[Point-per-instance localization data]
++++++++

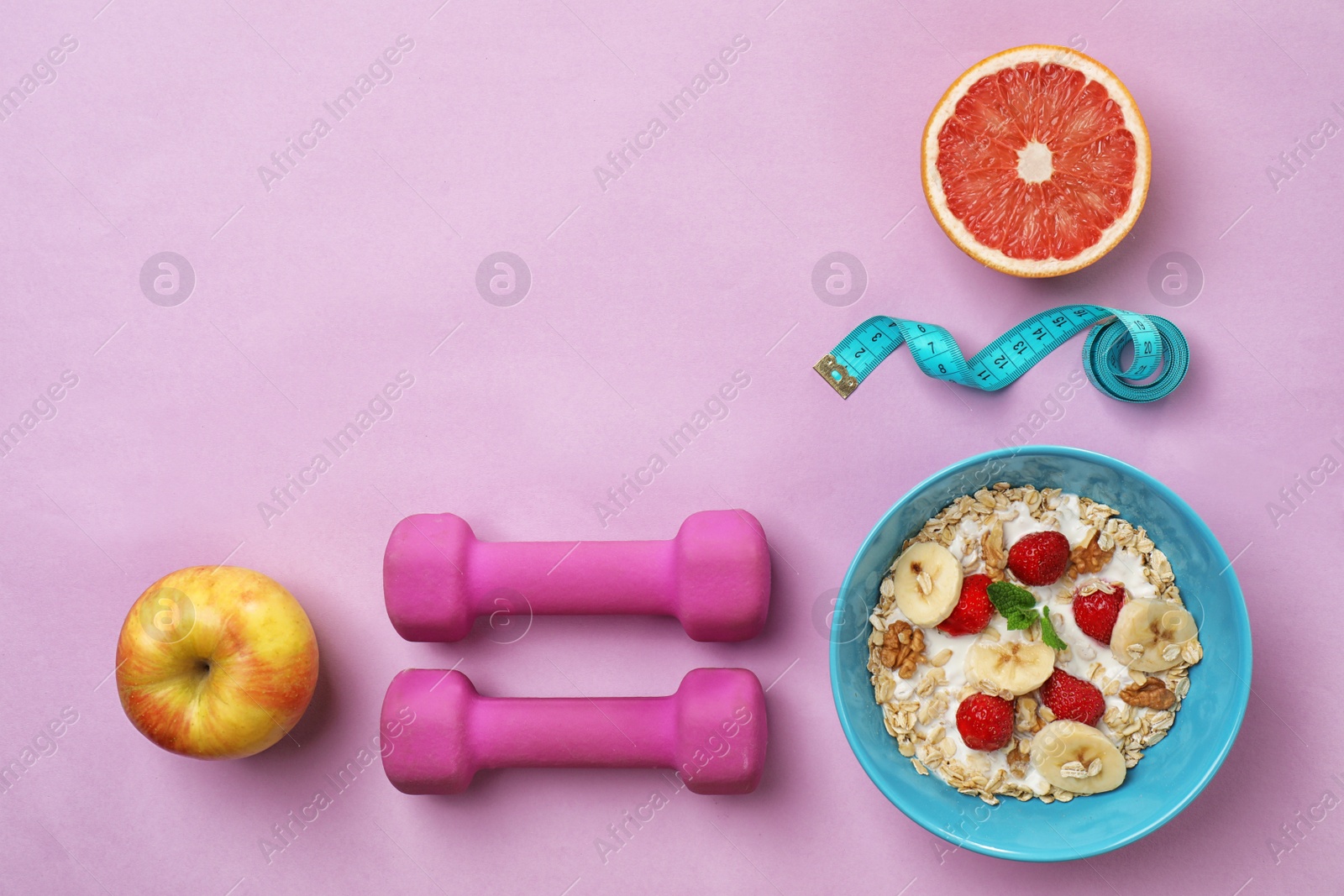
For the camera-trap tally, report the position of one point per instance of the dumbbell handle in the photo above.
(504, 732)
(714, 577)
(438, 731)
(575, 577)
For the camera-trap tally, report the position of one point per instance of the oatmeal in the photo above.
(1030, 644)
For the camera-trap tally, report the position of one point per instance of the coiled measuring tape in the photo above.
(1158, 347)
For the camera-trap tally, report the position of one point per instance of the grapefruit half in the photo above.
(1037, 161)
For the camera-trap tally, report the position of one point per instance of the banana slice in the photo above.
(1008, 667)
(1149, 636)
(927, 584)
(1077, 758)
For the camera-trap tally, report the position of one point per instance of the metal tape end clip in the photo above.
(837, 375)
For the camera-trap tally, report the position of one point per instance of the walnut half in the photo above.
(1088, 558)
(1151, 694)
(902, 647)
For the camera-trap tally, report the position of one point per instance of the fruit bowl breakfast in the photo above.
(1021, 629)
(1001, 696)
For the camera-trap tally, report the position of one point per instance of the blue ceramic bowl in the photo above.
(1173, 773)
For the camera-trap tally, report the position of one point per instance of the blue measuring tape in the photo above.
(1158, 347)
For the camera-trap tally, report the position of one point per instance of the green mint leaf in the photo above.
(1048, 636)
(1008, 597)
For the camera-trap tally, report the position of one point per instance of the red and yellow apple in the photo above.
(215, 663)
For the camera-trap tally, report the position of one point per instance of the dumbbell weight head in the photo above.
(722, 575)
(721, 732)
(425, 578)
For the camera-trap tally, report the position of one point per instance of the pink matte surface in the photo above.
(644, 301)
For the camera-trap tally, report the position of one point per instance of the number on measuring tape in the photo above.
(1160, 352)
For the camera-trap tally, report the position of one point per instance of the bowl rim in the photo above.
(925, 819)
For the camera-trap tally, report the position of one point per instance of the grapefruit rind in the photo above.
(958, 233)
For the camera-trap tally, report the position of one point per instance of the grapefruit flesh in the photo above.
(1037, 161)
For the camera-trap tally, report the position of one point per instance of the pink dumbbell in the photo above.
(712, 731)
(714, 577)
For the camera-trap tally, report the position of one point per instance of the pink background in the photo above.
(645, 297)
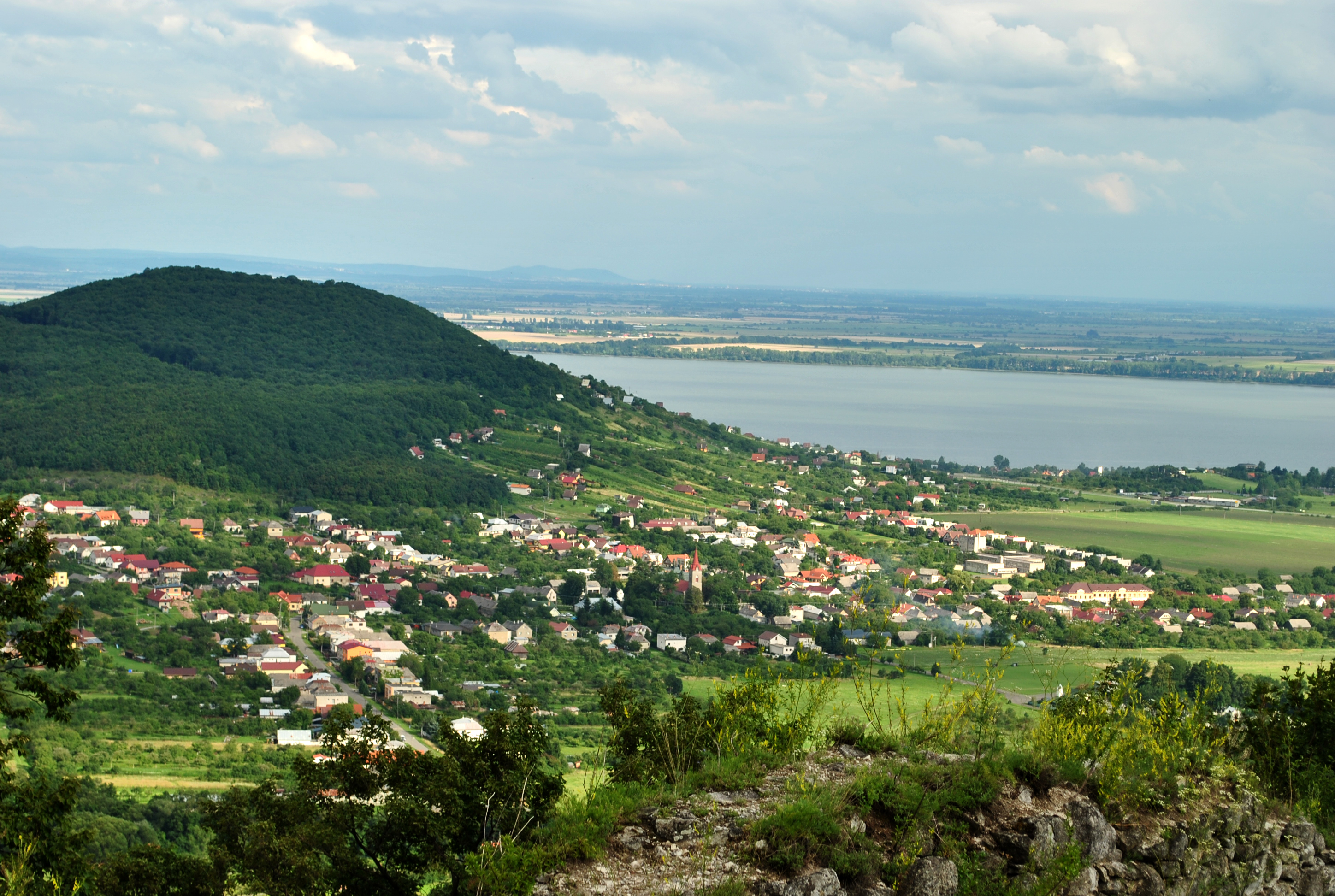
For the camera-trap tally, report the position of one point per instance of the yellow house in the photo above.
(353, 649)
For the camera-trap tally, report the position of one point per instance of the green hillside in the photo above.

++++++++

Restate the data word for word and exclude every picture.

For the camera-trap tally, report the position of one point per instance of the dumbbell handle in the photo above.
(504, 732)
(714, 577)
(438, 731)
(575, 577)
For the camera-trap tally, report the position of one point per instance of the oatmeal in the photo above.
(1030, 644)
For the camera-trap tally, report the position of one point per instance of the coiled measuring tape in the photo above.
(1158, 347)
For the camera-trap tally, report the position of one point per instance of the grapefruit half in the photo above.
(1037, 161)
For the camera-trap tally, report the position of one point per instance of the banana slice in the photo above.
(1008, 667)
(1149, 636)
(927, 584)
(1077, 758)
For the camera-trap tally, report the position of one point per instance of the metal tape end clip in the photo above.
(837, 375)
For the camera-trap tally, report the position of one point per instance of the walnut half in the photo above.
(1088, 558)
(1151, 694)
(902, 647)
For the camera-trap tally, report the position of one point per instance of the fruit bowl breakfast in the photo above.
(1021, 629)
(1001, 696)
For the camera-trap tally, report the position of one point per instance of the blue ceramic bowl in the photo above.
(1173, 773)
For the camera-trap tally, report the position of one point per instance of the blue measuring tape in the photo above.
(1158, 347)
For the camera-trap tally, report the position of one point per instance of the green mint leaf in the photo above.
(1048, 636)
(1008, 597)
For the camera-trap tally, report the position of one point per instance of the red and yellow apple in the photo above.
(215, 663)
For the camera-trap tally, report the position of one point per instance of the dumbbell weight head in the photo above.
(722, 575)
(721, 732)
(425, 578)
For the camera-trap tally, report the position of one point per instance of the pink matte surface in the photo above.
(644, 301)
For the camera-trap tally, report the position of one point per instance of the number on measuring tape in the photo above.
(1160, 352)
For the camera-trap tally, report the position of one point per instance of the bowl rim in the photo above.
(925, 819)
For the camera-trap tally, report the position of one point per instance of the grapefruit rind in the photo above.
(958, 233)
For the camera-trap tally, report the position of one point per instance of the grapefruit flesh in the photo above.
(1037, 161)
For the camera-trap tally, report the position of one point per instance of the pink dumbbell in the photo above.
(712, 731)
(714, 577)
For the camera-trap tally, report the position of one point per instance of the pink background in the photo above.
(645, 297)
For the camera-trap tally, report the position of one point per instance of the yellow house in the photo above.
(353, 649)
For the camera-trap tally, report the position of one point per instance of the green hillside in the photo above.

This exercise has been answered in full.